● Extract:
■ ■ ■ ■

Definition at line 166 of file IgBSPTree.cc.

References IgBSPNode::add(), IgBSPTriangle::areIntersecting(), IgBSPNode::back(), calculateBarycenter(), end, evaluatePlane(), IgBSPNode::front(), i, IgBSPTriangle::isInBack(), IgBSPTriangle::isInFront(), j, level, t, IgBSPTriangle::unrefAndDeleteTriangles(), and IgBSPTriangle::v().

Referenced by IgBSPTree::add().

{    
    //    debug (triangleList);
    
    level++;    

    if (triangleList.size ())
    {
        
        //Calculate the best plane possible for this set of points
        //
        // The position of the plane is given by the average of all the
        // barycenters.  
        SbVec3f planePos = calculateBarycenter (triangleList);
        // Evaluate which of the three cardinal planes passing for
        // planePos is the best suited for doing the subdivision.
        SbPlane bestPlane (SbVec3f (1,0,0), 0);
        float bestPlaneScore = 0;
    
        for (int j = 0; j < 3; j++)
        {
            SbVec3f planeNormal (0, 0, 0);
            planeNormal[j] = 1;
            SbPlane plane = SbPlane (planeNormal, planePos);
        
            float planeScore = evaluatePlane (plane, triangleList);
        
            if (bestPlaneScore < planeScore)

■ ■ ■ ■

● Data shown:

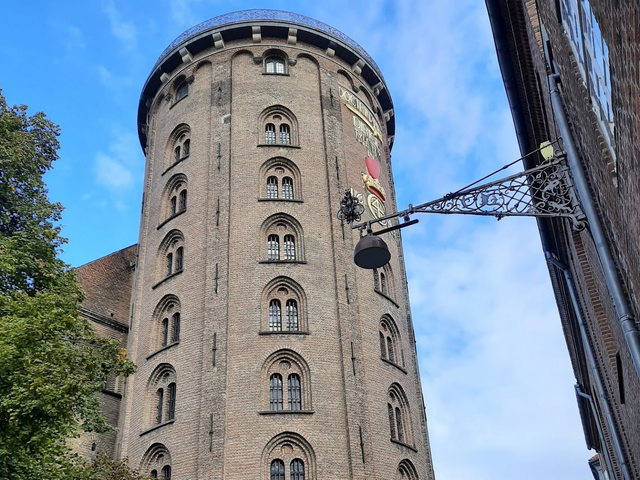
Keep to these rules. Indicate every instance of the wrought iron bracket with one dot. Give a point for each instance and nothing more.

■ ■ ■ ■

● Brief 1: In the BSP tree code extract, what determines the position of the splitting plane?
● Brief 2: Write the next part of the BSP tree code, starting right after its final line.

● Task response 1: The average of all the barycenters of the triangles.

● Task response 2:
            {
                bestPlane = plane;
                bestPlaneScore = planeScore;        
            }   
        }
    
        if (triangleList.size () > 10
            && level < 10
            && bestPlaneScore > 0.7)
        {
            // Add the plane, making sure that a BSP node exist.
            assert (rootNode == 0);
            rootNode = new IgBSPNode (bestPlane);
    
            // Generate a list of triangles that should go in front and that
            // of those which should go in the back.  We include also the
            // triangles originating from the split against the cutting plane
    
            IgBSPTriangle::List frontList;
            IgBSPTriangle::List backList;
            IgBSPTriangle::List::iterator end (triangleList.end ());
            
            for (IgBSPTriangle::List::iterator i = triangleList.begin ();
                 i != end;
                 i++)
            {
                int coplanarMask = (*i)->evaluateCoplanarMask (bestPlane);
                int intersectionMask = (*i)->evaluateInHalfPlaneMask (bestPlane);
        
                (*i)->ref ();
                if (IgBSPTriangle::areIntersecting (coplanarMask, intersectionMask))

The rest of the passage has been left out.